- _TASK OBJECTIVE_
Within the material below, transcribe exactly the lines from the one holding "Find the wispy" through the one holding "Find the cumulus", keeping both ends and skipping the rest.

- _DATA SECTION_
========================================
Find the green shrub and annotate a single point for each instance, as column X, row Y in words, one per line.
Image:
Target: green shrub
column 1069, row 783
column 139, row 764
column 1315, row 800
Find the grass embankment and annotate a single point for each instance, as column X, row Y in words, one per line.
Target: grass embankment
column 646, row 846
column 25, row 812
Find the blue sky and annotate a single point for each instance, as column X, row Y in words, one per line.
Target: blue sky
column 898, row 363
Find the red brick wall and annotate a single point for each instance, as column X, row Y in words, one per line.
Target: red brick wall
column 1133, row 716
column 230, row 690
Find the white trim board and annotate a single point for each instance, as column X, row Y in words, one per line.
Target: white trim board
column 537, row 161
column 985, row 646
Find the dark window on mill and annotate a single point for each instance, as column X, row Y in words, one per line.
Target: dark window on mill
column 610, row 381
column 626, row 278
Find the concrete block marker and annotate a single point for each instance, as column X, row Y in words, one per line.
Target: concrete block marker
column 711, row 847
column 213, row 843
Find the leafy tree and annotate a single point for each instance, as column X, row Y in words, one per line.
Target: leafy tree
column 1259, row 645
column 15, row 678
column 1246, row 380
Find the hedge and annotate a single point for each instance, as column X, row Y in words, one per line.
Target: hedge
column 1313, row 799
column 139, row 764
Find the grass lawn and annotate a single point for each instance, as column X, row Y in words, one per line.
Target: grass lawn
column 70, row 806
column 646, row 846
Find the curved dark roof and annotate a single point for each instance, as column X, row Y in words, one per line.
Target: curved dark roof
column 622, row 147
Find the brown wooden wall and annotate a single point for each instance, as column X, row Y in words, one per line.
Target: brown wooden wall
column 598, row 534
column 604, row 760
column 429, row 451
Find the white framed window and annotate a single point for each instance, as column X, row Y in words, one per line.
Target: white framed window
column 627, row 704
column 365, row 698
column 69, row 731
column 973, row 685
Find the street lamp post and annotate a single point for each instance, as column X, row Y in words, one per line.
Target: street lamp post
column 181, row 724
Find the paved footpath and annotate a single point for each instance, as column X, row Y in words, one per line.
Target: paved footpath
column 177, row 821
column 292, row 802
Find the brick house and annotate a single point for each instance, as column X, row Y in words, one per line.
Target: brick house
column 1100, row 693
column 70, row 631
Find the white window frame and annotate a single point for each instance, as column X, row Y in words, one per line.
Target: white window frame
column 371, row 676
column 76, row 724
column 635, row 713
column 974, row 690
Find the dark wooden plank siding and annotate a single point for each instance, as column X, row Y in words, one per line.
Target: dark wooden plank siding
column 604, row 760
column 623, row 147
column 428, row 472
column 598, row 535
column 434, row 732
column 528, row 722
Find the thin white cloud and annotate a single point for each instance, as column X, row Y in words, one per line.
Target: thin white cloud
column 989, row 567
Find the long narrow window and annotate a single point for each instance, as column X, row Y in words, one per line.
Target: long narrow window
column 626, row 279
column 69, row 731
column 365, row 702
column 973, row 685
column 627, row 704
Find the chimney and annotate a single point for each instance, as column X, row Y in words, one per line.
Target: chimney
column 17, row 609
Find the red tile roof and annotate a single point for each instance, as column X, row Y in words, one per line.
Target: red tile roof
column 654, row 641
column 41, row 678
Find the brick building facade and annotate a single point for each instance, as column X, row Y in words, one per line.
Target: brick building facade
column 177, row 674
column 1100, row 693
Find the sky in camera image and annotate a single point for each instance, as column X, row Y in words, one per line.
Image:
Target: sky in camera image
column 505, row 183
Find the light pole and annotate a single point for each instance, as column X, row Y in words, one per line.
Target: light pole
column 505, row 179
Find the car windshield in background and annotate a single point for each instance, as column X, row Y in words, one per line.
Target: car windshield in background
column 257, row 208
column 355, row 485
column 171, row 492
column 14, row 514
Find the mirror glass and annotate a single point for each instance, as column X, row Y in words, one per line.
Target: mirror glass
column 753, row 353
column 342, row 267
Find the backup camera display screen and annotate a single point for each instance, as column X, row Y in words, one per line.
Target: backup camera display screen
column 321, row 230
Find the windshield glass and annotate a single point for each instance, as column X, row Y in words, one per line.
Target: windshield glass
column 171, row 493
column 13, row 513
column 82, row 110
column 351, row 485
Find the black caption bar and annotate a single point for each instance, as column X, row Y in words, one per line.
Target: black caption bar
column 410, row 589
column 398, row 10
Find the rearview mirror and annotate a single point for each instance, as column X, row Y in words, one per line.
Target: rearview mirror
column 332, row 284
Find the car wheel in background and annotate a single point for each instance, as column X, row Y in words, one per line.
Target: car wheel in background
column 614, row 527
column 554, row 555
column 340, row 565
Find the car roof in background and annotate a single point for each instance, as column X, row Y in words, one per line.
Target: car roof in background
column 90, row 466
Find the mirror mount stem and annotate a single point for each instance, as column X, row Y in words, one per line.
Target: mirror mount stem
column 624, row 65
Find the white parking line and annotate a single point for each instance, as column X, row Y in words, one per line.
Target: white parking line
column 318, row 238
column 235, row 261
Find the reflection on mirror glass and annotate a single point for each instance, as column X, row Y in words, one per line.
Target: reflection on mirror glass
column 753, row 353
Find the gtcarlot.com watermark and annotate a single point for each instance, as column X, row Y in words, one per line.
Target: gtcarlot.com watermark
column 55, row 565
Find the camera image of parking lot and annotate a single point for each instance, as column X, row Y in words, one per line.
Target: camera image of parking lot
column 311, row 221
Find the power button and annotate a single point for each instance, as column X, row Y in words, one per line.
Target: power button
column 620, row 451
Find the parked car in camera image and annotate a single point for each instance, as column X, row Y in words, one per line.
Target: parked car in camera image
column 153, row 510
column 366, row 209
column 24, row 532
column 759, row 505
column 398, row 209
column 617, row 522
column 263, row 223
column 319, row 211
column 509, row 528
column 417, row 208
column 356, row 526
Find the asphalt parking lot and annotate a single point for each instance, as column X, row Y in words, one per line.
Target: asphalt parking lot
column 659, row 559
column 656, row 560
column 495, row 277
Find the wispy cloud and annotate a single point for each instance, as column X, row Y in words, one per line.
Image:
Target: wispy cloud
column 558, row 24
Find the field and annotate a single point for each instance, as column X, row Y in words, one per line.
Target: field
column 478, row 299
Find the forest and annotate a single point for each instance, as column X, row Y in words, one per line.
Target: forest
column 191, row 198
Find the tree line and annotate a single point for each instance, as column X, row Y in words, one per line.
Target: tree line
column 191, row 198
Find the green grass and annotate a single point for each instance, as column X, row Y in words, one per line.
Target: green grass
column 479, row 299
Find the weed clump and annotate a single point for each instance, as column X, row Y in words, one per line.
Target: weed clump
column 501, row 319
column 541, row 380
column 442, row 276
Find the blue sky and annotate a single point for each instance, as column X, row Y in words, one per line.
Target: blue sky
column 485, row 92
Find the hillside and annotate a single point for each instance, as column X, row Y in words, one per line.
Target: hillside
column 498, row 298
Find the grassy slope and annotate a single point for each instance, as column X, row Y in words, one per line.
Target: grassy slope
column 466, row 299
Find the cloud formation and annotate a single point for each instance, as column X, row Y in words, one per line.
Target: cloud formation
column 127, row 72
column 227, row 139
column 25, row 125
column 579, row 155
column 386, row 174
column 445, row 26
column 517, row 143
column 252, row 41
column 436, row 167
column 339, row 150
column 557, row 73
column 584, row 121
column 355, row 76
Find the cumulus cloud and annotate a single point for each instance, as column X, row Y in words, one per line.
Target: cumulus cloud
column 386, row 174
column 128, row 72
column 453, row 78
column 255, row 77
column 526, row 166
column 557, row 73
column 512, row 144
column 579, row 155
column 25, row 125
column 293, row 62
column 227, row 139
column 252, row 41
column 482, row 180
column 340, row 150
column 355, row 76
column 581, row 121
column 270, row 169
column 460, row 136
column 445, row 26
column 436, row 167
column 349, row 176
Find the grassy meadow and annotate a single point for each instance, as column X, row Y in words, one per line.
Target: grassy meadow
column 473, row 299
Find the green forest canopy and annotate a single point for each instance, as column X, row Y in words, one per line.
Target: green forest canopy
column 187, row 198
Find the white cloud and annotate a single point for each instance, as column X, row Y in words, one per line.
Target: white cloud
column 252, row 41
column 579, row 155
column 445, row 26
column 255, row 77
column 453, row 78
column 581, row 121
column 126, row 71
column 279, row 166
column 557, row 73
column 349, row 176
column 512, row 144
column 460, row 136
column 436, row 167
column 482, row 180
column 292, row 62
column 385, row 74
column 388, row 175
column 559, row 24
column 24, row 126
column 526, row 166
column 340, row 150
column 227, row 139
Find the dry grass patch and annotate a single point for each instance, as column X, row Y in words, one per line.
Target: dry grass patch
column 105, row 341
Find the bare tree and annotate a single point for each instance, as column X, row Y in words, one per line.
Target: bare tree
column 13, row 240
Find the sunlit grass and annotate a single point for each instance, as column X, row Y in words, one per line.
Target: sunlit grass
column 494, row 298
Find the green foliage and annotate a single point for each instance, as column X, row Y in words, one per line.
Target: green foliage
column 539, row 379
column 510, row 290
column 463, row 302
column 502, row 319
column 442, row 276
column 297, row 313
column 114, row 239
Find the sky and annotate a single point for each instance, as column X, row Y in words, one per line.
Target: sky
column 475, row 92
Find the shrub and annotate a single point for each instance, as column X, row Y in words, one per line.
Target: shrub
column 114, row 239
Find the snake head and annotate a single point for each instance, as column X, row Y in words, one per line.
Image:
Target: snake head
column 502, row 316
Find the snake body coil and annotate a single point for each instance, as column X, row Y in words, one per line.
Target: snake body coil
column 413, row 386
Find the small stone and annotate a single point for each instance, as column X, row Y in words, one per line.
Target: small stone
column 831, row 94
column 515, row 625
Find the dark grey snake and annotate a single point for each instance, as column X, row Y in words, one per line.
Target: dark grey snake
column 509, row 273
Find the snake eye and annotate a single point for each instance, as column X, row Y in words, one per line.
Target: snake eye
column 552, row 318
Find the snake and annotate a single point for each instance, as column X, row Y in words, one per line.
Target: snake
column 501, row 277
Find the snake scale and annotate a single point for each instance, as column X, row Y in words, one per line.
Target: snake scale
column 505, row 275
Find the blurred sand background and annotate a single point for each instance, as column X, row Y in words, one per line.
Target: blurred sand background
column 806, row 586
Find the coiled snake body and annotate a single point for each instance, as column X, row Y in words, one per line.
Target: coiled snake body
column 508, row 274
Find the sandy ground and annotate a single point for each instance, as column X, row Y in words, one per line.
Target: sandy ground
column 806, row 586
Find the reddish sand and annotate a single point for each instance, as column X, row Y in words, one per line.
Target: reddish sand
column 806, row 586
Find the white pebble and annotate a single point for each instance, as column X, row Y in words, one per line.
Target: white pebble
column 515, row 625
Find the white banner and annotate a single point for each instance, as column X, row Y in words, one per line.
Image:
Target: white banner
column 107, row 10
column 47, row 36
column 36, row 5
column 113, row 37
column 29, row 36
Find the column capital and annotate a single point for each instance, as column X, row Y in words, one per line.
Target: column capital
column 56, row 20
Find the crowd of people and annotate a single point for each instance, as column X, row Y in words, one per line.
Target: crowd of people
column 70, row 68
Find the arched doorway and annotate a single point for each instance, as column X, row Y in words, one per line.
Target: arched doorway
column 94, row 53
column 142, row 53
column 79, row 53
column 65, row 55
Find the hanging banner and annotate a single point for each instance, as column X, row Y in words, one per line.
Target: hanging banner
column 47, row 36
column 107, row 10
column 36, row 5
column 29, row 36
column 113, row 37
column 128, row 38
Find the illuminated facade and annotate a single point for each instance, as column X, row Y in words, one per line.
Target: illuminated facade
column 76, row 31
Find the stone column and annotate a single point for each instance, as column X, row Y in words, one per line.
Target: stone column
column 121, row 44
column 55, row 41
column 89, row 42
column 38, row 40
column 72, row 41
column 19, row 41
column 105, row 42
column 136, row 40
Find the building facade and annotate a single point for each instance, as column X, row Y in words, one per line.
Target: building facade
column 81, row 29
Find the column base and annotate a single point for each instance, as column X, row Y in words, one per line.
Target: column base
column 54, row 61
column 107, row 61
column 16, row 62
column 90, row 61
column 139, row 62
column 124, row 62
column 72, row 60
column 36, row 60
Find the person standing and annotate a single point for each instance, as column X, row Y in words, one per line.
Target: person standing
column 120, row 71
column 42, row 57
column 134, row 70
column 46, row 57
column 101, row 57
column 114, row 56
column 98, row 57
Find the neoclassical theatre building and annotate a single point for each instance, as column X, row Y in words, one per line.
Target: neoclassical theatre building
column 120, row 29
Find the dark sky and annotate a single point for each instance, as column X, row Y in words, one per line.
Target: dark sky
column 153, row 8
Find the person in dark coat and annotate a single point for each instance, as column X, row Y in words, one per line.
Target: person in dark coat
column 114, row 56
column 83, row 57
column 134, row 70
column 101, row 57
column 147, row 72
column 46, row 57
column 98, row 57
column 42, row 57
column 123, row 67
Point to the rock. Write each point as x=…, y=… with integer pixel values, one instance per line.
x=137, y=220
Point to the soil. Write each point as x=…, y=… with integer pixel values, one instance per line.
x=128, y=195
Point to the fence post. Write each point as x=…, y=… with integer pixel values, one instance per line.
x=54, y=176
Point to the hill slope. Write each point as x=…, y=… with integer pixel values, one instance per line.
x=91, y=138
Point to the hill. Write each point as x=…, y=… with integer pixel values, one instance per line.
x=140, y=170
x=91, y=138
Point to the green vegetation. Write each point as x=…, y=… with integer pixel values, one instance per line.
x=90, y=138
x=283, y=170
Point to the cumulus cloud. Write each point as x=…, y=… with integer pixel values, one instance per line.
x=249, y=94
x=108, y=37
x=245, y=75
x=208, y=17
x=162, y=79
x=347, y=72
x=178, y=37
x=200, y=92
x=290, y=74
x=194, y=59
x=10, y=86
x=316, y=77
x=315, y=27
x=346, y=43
========================================
- _SOLVED EXERCISE_
Find the wispy cloud and annotate a single point for each instance, as column X, row Y in words, one per line.
Image:
Target: wispy cloud
column 558, row 24
Find the field and annotate a single point for each instance, as column X, row Y in words, one per line.
Target: field
column 478, row 299
Find the forest and annotate a single point for each instance, as column X, row Y in words, one per line.
Target: forest
column 191, row 198
Find the tree line and annotate a single point for each instance, as column X, row Y in words, one per line.
Target: tree line
column 191, row 198
Find the green grass and annotate a single point for each instance, as column X, row Y in words, one per line.
Target: green grass
column 479, row 299
Find the weed clump and annotate a single point for each instance, as column X, row Y in words, one per line.
Target: weed clump
column 501, row 319
column 541, row 380
column 442, row 276
Find the blue sky and annotate a single point for each instance, as column X, row Y in words, one per line.
Target: blue sky
column 485, row 92
Find the hillside and annotate a single point for each instance, as column X, row Y in words, one per line.
Target: hillside
column 498, row 298
Find the grassy slope and annotate a single point for each instance, as column X, row Y in words, one per line.
Target: grassy slope
column 466, row 299
Find the cloud formation and annotate a single point for each instance, as column X, row Y in words, one per line.
Target: cloud formation
column 127, row 72
column 227, row 139
column 25, row 125
column 579, row 155
column 386, row 174
column 445, row 26
column 517, row 143
column 252, row 41
column 436, row 167
column 339, row 150
column 557, row 73
column 584, row 121
column 355, row 76
Find the cumulus cloud and annotate a single point for each instance, as column X, row Y in words, one per line.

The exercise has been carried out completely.